> **TASK DESCRIPTION**
Carry on the essay below on the necessity of the Incarnation, starting right after its last sentence about God's immutable decree.

> **TEXT EXTRACT**
>>>>>
Jan 20, 2023

The Necessity of the Incarnation

 

The question and dispute concerning the necessity of Christ's incarnation can be further divided into three separate questions which are as follows:

First, would the Son of God have become incarnate even if man had never sinned?

Second, was it absolutely necessary for the Son to take on our human nature, or could the salvation of men been accomplished some other way?

Third, was it necessary that the Mediator be both God and man?


Would Christ have become incarnate even if man never sinned?

If man had never sinned, there would have not been any need for Christ to have become incarnate (contrary to the opinion of some of the scholastics, such as Alexander of Hales and William of Ockham), for the following reason: In Scripture, the end of Christ's incarnation is said to be the salvation of men from sin (Matt. 1:21; Matt. 20:28; Lk. 1:67-79; Lk. 2:30; John 1:29; Gal. 4:4-5; 1 Tim. 1:15; Heb. 2:14). Therefore, if man had never sinned, Christ would not have become incarnate. 


Was the Incarnation the only possible means of man's salvation after the Fall?


This question is not about God's decree, for all would rightly grant that once God had decreed the incarnation, it would by necessity have been done, since the decree of God is immutable (Isaiah 46:10).
<<<<<
> **INFORMATION PROVIDED**
>>>>>
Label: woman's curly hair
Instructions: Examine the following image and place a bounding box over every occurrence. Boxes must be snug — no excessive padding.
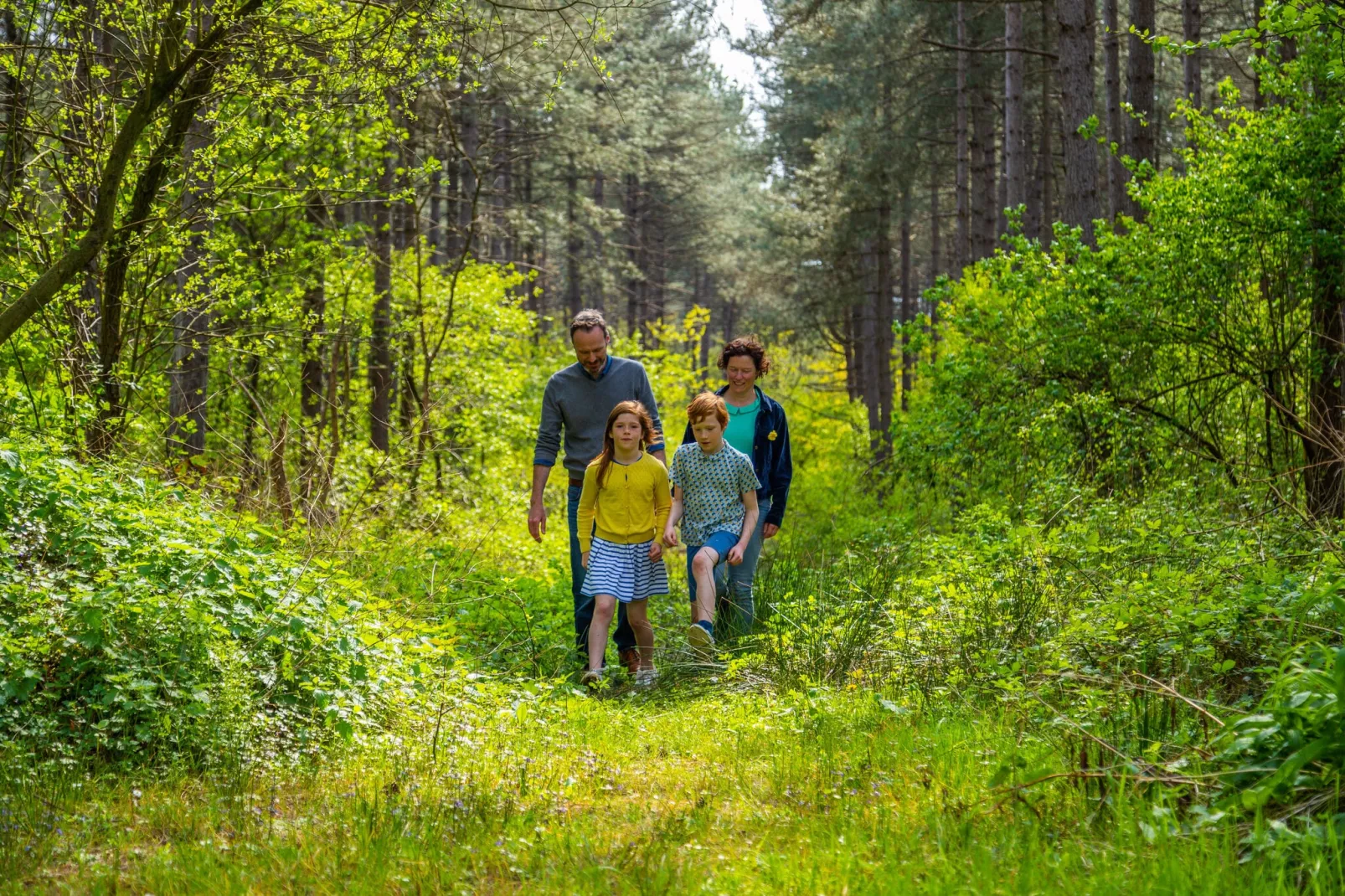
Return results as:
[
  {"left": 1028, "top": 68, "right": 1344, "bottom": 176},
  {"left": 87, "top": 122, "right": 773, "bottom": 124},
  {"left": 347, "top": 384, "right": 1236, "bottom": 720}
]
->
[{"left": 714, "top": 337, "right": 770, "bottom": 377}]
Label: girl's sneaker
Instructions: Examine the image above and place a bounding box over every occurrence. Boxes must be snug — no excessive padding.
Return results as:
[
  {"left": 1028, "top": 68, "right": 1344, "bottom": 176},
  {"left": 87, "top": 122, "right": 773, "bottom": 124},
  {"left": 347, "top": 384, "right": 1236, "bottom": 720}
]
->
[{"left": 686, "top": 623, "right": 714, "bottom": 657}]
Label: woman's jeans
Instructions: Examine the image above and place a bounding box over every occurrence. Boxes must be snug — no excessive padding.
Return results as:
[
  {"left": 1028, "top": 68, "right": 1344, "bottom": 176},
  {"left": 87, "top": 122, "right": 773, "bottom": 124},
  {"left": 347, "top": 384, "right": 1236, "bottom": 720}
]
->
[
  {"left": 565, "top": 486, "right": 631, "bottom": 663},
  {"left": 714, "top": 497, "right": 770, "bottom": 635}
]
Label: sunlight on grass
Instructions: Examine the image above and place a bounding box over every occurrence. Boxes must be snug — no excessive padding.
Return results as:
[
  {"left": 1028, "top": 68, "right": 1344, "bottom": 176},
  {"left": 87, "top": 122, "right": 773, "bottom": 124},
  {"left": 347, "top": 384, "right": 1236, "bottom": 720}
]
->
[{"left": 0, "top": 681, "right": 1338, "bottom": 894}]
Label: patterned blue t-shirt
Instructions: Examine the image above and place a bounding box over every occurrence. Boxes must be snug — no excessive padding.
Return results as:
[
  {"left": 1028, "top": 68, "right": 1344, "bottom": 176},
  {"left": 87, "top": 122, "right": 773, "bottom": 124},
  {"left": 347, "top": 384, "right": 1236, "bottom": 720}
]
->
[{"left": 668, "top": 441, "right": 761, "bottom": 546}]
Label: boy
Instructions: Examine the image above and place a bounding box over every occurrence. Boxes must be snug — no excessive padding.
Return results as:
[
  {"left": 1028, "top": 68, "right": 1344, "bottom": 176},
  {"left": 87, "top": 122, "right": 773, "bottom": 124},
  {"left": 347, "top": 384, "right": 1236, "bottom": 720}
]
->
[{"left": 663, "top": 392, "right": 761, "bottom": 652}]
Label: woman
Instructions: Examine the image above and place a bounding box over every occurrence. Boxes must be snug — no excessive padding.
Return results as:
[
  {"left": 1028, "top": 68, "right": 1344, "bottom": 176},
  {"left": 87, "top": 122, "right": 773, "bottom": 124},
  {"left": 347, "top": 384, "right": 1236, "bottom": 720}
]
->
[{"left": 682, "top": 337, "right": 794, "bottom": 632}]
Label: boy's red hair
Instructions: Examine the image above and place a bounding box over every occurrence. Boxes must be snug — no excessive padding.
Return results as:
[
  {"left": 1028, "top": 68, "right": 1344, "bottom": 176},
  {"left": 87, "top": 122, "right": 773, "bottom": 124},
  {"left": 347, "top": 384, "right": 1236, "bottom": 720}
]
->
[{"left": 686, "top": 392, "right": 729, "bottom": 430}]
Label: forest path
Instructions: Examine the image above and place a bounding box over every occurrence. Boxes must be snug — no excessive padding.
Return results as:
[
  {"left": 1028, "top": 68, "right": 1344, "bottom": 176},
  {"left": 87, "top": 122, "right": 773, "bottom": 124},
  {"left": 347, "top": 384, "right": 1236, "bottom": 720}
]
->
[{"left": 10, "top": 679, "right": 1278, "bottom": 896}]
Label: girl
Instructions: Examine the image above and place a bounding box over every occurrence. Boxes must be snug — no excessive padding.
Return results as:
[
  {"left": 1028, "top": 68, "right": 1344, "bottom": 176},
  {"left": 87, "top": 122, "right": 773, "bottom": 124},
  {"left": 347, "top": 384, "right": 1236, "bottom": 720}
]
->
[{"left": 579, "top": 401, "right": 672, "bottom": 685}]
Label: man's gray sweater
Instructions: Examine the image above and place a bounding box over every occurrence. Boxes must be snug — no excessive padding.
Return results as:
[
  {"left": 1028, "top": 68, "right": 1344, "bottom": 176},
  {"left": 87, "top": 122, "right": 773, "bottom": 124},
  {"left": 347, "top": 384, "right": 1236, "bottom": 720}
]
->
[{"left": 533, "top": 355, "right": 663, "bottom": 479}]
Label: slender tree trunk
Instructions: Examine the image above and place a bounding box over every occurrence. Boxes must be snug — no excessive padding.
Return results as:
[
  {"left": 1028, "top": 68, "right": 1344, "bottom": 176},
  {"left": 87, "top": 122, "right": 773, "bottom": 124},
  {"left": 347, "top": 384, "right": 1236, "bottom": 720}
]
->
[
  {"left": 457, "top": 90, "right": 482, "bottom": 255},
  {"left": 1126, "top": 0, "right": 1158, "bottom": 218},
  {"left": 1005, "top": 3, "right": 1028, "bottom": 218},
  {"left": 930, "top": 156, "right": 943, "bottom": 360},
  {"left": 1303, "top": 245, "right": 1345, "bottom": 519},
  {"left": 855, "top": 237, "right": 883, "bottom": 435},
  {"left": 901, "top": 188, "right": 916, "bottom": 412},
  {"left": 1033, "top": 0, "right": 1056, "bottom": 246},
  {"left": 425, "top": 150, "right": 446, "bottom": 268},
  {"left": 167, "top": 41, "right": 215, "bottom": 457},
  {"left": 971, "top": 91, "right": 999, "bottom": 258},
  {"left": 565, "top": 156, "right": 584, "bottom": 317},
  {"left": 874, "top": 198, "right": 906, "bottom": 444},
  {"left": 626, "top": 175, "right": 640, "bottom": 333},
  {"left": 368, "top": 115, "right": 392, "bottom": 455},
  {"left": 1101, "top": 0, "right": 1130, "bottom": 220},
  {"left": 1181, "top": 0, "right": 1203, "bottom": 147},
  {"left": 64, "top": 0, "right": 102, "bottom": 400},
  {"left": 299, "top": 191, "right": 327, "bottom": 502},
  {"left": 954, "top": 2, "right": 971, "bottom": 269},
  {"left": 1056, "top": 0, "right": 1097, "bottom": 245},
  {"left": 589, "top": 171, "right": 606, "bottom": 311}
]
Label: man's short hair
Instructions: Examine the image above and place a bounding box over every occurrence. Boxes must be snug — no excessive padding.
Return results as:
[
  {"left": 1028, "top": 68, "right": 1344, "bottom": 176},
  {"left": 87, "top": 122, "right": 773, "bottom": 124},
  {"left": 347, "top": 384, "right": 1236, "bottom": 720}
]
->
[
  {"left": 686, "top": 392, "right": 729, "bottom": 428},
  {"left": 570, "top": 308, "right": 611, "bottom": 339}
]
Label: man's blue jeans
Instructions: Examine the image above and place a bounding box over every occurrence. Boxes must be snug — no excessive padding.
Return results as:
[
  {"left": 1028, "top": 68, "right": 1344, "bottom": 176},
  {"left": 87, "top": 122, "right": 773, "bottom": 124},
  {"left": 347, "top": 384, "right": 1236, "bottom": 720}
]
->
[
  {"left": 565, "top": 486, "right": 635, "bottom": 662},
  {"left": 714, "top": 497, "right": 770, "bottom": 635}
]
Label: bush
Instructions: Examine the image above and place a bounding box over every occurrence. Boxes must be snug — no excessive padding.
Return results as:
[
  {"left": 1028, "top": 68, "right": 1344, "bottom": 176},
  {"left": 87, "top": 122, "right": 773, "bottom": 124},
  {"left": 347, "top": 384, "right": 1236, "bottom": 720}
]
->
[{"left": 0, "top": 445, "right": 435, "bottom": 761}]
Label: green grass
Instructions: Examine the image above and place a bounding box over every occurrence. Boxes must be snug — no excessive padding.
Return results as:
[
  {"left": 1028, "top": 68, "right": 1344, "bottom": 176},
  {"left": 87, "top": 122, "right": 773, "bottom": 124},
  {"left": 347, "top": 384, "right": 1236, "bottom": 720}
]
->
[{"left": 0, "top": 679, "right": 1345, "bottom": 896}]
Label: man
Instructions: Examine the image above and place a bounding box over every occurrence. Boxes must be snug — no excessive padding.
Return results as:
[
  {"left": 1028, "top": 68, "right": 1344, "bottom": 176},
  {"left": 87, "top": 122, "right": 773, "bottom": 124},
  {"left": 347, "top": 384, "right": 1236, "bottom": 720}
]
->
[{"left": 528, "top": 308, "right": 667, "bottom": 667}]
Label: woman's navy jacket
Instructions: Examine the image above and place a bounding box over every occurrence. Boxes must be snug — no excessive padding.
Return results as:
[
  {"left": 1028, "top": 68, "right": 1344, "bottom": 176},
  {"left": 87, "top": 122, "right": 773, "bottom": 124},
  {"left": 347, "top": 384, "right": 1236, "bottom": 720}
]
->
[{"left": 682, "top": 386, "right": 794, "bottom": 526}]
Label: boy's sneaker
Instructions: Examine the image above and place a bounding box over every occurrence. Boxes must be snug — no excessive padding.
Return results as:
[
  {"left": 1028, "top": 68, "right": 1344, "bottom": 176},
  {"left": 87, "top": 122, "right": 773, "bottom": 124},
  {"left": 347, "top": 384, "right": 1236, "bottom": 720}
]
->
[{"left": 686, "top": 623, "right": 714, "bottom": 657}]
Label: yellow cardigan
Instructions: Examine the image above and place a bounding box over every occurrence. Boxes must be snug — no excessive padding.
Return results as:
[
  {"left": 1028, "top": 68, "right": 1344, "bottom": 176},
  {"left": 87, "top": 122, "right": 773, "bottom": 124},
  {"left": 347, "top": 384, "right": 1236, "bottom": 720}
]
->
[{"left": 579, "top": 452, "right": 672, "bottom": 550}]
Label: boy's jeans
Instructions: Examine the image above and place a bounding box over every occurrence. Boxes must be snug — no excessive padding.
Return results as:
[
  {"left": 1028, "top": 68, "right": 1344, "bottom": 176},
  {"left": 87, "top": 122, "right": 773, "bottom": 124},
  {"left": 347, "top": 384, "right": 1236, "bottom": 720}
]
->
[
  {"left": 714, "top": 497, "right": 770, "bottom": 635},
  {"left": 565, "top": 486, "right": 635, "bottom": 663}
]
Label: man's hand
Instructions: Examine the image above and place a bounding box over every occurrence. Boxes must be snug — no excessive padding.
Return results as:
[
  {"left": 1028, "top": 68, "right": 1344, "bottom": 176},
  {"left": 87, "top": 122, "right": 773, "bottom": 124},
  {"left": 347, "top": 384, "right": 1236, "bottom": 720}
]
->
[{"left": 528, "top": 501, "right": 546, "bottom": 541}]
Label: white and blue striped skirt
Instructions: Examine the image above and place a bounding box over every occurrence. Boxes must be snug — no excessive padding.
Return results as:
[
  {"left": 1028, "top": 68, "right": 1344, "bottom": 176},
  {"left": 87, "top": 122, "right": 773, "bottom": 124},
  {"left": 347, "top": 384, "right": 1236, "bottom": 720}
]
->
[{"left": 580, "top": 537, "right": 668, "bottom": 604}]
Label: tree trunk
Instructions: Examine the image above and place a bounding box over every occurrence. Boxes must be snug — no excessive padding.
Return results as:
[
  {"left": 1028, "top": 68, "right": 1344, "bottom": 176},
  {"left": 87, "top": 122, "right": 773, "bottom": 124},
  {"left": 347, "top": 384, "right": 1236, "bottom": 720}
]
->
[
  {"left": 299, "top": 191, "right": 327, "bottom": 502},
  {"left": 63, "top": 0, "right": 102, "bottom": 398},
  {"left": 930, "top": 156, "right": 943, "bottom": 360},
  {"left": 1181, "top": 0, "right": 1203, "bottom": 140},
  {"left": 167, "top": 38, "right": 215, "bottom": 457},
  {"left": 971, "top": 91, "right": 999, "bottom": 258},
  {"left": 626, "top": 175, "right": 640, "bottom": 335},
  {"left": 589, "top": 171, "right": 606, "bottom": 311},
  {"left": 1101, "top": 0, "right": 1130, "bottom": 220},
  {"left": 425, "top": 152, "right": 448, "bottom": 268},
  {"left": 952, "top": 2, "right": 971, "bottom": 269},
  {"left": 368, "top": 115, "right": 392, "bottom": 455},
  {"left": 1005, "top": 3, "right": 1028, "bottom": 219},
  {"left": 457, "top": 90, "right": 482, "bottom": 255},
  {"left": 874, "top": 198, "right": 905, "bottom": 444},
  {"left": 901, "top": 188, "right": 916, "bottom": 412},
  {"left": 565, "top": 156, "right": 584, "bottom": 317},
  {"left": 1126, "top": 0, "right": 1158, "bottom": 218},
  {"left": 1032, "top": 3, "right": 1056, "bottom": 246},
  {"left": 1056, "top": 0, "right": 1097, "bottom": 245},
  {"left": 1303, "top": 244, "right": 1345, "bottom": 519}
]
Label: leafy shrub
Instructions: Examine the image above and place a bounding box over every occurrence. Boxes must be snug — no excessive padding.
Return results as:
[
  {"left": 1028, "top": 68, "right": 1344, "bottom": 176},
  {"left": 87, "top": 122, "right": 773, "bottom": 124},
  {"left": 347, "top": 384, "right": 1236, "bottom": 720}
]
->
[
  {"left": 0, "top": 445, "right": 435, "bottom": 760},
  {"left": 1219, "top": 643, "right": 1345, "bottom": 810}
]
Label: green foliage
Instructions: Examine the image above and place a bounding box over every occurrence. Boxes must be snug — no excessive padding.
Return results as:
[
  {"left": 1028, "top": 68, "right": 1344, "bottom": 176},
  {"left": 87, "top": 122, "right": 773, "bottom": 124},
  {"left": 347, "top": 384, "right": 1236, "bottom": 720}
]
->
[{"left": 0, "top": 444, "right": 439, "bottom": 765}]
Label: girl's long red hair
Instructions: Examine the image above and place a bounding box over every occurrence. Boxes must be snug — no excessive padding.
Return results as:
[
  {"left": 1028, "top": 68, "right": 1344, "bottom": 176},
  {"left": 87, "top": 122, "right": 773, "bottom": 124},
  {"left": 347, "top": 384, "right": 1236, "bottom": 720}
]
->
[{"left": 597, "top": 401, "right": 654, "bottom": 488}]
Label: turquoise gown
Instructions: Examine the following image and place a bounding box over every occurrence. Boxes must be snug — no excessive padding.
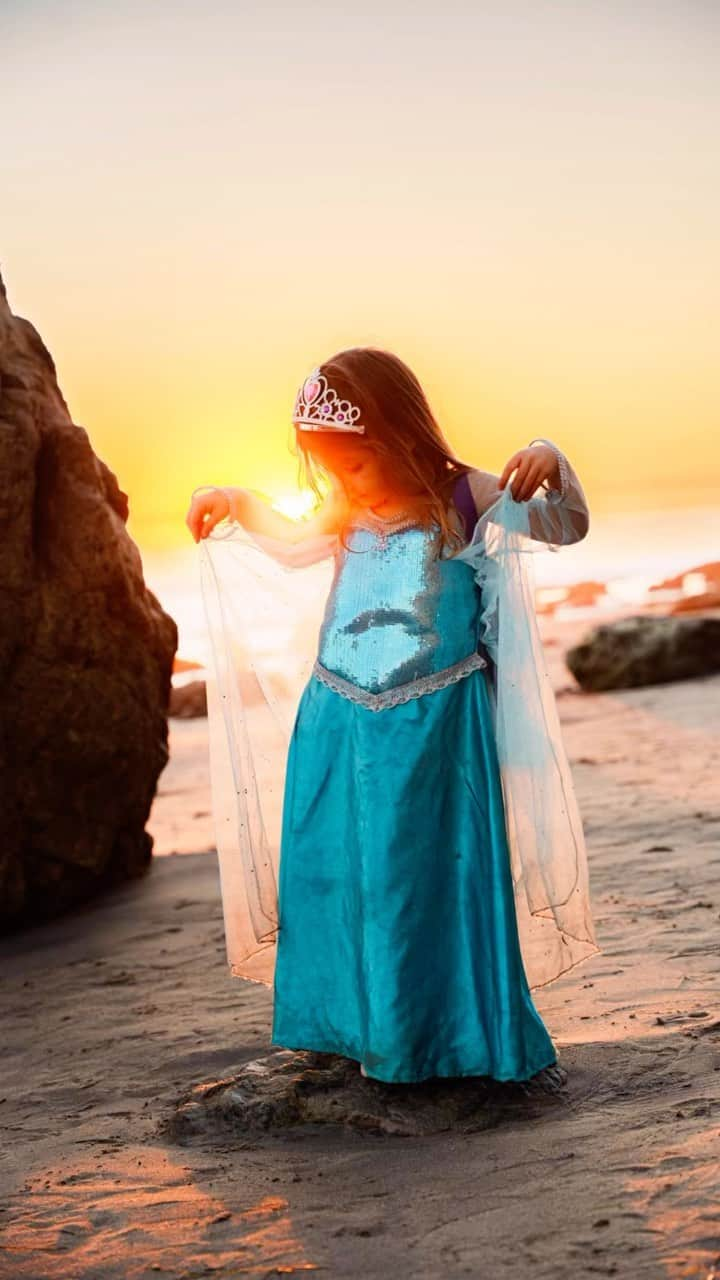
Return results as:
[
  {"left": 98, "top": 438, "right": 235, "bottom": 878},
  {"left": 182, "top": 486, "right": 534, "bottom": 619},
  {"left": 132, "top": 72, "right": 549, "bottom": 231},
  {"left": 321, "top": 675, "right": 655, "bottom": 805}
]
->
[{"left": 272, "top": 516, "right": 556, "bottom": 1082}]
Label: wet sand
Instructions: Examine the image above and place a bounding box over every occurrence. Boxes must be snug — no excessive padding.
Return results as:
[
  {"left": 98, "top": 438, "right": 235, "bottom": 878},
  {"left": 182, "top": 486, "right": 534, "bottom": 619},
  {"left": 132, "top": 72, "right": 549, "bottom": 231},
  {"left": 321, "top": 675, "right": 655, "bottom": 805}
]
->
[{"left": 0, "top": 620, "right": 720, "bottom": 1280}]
<<<<<
> **WRITTEN RESPONSE**
Rather, the point under dispute is whether or not the incarnation was necessary for the justice of God to have been satisfied and the salvation of men to be accomplished. The Reformed church affirms this proposition as biblical and true. 

[1]. The Surety of the covenant of grace, who is Christ, ought to have been man, in respect of God's justice, which requires that sin should be punished according to the same nature in which it was committed, for Ezekiel 18:4 says "The soul that sinneth it shall die". 

[2]. The Scriptures clearly teach that one of the ends of Christ's incarnation was so that He might be subject to the law (Gal. 4:4). The law requires that man love God with all His soul, body, mind, and strength (cf. Deut. 6:5), in short that man should love God with his entire nature. Now Christ could not have done this, if He had not taken human nature to Himself into the unity of His person. 

[3]. It is also required that the Surety should be God, since the Scriptures teach that man's salvation is a prerogative of God alone (Is. 41:14; Is. 43:11).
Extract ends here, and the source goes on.